WHAT THE EXERCISE ASKS ->
Copy out all of the data below word for word, keeping every line as it is.

#####

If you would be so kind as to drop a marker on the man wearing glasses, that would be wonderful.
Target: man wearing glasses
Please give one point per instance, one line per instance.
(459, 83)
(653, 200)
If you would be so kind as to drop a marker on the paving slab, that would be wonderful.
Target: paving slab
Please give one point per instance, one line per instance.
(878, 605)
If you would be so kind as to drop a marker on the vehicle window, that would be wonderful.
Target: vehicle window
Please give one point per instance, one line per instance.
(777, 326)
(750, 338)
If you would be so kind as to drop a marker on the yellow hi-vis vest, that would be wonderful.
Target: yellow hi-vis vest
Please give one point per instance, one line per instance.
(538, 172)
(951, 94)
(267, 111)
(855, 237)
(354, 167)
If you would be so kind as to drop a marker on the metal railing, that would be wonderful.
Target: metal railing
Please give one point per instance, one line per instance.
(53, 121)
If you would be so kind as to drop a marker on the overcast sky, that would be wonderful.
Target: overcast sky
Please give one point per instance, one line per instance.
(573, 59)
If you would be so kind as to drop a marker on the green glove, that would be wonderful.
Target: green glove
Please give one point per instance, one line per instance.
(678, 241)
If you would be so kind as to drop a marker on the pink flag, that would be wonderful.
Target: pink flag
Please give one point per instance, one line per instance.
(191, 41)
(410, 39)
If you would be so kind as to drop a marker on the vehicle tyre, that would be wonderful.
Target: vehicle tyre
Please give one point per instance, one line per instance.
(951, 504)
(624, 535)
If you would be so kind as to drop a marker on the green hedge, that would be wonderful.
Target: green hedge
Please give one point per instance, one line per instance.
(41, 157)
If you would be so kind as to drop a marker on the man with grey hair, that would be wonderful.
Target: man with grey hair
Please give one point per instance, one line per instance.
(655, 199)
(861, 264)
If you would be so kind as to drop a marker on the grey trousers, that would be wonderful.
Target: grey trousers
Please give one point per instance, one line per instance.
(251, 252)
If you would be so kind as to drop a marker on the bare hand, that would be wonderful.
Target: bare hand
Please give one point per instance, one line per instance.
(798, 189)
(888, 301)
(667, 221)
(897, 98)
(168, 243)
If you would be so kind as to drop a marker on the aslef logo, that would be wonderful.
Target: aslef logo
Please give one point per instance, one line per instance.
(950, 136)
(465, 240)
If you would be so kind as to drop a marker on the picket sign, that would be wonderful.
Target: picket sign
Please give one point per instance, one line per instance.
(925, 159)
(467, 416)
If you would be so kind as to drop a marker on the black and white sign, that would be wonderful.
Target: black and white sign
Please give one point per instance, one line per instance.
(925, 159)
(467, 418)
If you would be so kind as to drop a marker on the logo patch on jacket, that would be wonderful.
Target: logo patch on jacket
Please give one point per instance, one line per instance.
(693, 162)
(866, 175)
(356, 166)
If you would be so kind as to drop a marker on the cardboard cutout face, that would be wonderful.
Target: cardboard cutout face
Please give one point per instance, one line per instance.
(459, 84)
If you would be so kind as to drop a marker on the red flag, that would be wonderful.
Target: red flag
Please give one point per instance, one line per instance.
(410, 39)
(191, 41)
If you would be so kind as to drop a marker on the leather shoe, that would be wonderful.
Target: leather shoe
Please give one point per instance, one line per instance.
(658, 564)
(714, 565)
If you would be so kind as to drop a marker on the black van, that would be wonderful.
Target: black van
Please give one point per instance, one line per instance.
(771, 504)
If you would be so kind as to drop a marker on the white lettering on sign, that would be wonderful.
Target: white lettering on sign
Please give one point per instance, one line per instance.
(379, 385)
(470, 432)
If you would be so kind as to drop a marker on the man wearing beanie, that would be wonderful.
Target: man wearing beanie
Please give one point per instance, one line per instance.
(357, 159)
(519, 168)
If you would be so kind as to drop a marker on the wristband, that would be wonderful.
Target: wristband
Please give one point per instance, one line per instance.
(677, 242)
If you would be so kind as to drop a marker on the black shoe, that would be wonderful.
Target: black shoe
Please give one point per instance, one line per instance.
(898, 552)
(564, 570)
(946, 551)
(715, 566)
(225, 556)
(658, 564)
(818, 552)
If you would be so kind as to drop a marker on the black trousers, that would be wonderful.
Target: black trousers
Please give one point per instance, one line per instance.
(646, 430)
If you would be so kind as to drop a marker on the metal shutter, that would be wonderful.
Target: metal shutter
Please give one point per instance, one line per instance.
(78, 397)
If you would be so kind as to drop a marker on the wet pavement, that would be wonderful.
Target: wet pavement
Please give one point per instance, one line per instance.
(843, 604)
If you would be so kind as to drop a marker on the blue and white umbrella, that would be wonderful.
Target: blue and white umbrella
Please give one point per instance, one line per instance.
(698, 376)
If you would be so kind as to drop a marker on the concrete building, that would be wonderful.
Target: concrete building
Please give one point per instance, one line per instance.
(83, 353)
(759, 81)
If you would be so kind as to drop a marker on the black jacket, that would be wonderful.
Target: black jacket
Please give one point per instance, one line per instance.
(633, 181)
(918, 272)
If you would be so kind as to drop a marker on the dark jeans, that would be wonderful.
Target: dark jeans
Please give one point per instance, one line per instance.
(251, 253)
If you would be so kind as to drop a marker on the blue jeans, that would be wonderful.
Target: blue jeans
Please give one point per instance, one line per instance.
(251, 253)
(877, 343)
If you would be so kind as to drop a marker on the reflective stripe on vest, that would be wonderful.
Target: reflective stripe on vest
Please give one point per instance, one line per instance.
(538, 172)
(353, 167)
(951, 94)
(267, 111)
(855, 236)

#####

CORRECT RESULT ->
If you would be so kind as to drop a marker on the man wearing glasses, that would be wonderful.
Target: man wearing glasses
Please give one point per instance, one line per instance.
(459, 83)
(653, 200)
If you would be so kind as to drop a marker on the paving slab, that would be wonderful.
Target: paving slab
Please give one point per instance, one line per instance.
(878, 605)
If you would be so kind as to drop a marker on the vehicle window, that would be wonderful.
Target: vehicle window
Please give one point per instance, one line per instance.
(777, 326)
(750, 338)
If you would be so kind as to drop a marker on the yellow hi-vis vest, that would be wonderful.
Target: yellow hi-vis vest
Please give one point per instance, one line per instance.
(538, 172)
(951, 94)
(267, 111)
(855, 237)
(354, 167)
If you would be so kind as to drop a marker on the metal railing, that would be wonderful.
Target: metal railing
Please give one point per instance, one line per instance.
(53, 121)
If you would be so kind as to drop a marker on the overcast sky, that would be wonderful.
Target: overcast sky
Please give one point per instance, one line per instance.
(573, 59)
If you would be so kind as to drop a marker on the green glove, that would be wonderful.
Target: green glove
Please give one point per instance, one line per instance.
(678, 241)
If you would be so kind as to drop a marker on the pink flag, that would be wonderful.
Target: pink flag
Please give one point per instance, one line per instance.
(191, 41)
(410, 39)
If you would be so kind as to drop a marker on the vehicle tyre, that would be wonderful.
Target: vehicle tyre
Please give one point per instance, one line per instance.
(951, 504)
(624, 535)
If you would be so kind as to drop a marker on the green hedge, that would be wonderful.
Target: green hedge
Please give one point per instance, one line per instance.
(41, 157)
If you would be so kind as to drop a marker on the man with grey hair, that would be wonderful.
Target: man with grey hair
Please give one point per instance, one line per instance.
(655, 199)
(861, 264)
If you would be so kind as to drop a marker on the grey trousers, that would be wonderful.
Target: grey trousers
Please give one point per instance, one line per instance.
(251, 252)
If you would be so kind as to drop a marker on the bare hand, that would be wonderful.
Target: bare hand
Please give one point per instance, one line per instance.
(798, 189)
(888, 301)
(667, 221)
(897, 98)
(168, 243)
If you would be so kind as to drop a marker on the aslef logo, that would be wonderful.
Target: aslef logo
Please give one point per instance, one line per instance.
(950, 136)
(465, 240)
If you would be so kind as to drop a marker on the picket sign, that would be wonderful.
Target: picket sign
Please give one point per instance, one line per instance.
(925, 159)
(467, 416)
If you would be so kind as to drop a marker on the black and white sign, that would be wonderful.
Target: black and white sign
Please give one point per instance, one line per instance.
(925, 159)
(467, 418)
If you would be so kind as to drop a marker on the logo patch on jacket, that would be wonderful.
Target: logo patch on jacket
Please give one point per instance, one line per instance.
(693, 162)
(866, 175)
(356, 166)
If you would be so kind as to drop a marker on the cardboard cutout face, that would be wonderful.
Target: cardboard cutout face
Please give one point per instance, one line per instance.
(459, 84)
If you would be so kind as to drop a marker on the red flag, that would be wonderful.
Target: red flag
Please give one point per instance, one line per instance.
(410, 39)
(191, 41)
If you would be so kind as to drop a marker on the leather shoe, that would be wonderful.
Target: leather shoe
Please give one point per instance, one line per instance.
(658, 564)
(714, 565)
If you would be so kind as to drop a marker on the black van, that would be wonderful.
Target: black van
Please give one point per instance, one line per instance.
(771, 504)
If you would be so kind as to drop a marker on the white lettering on sign, that would be wonderful.
Target: white lettering on sign
Please give one point per instance, one line per instance.
(379, 385)
(470, 432)
If you would be so kind as to drop a marker on the man wearing beanie, that would be wonderful.
Target: man wearing beanie
Please give one point per instance, one line per instance.
(357, 159)
(519, 168)
If you would be so kind as to drop a marker on the wristband, that would be wonderful.
Target: wristband
Please give one point per instance, one line per instance.
(677, 242)
If you would be so kind as to drop a marker on the black shoe, that would be wonderful.
Target: black shoe
Please give one point per instance, one line per instance.
(898, 552)
(564, 570)
(946, 551)
(715, 566)
(225, 556)
(658, 564)
(818, 552)
If you would be so kind as to drop a marker on the black trousers, that would be wonderful.
Target: black trousers
Please give one point per instance, one line per instance.
(646, 430)
If you would be so kind as to drop a marker on the metal shutter, that would be wonderful.
Target: metal shutter
Please give one point per instance, one line per instance.
(78, 397)
If you would be so kind as to drop a marker on the wet pavement, that would be wonderful.
Target: wet pavement
Please give one point per instance, one line per instance.
(843, 604)
If you would be so kind as to drop a marker on the blue and white umbrella, that would be wonderful.
Target: blue and white umbrella
Please give one point per instance, one line per instance.
(698, 376)
If you would be so kind as to drop a marker on the concrete building, that would be wonderful.
Target: concrete building
Please give one point per instance, one line per instance.
(83, 353)
(759, 81)
If you would be so kind as to drop a marker on the black jacket, that would be wonderful.
Target: black jacket
Please give one point per instance, one line per instance.
(633, 181)
(918, 272)
If you would be so kind as to drop a marker on the dark jeans, that would be wonderful.
Target: dark jeans
Please give one point per instance, one line per instance.
(251, 253)
If you would be so kind as to drop a marker on the blue jeans, that would be wonderful.
Target: blue jeans
Please give one point per instance, one line per instance.
(251, 253)
(877, 343)
If you would be so kind as to drop a marker on the reflective stripe on vest, that would be wonderful.
Target: reflective stripe on vest
Please give one point per instance, one line per instance.
(538, 172)
(353, 167)
(951, 94)
(267, 111)
(855, 236)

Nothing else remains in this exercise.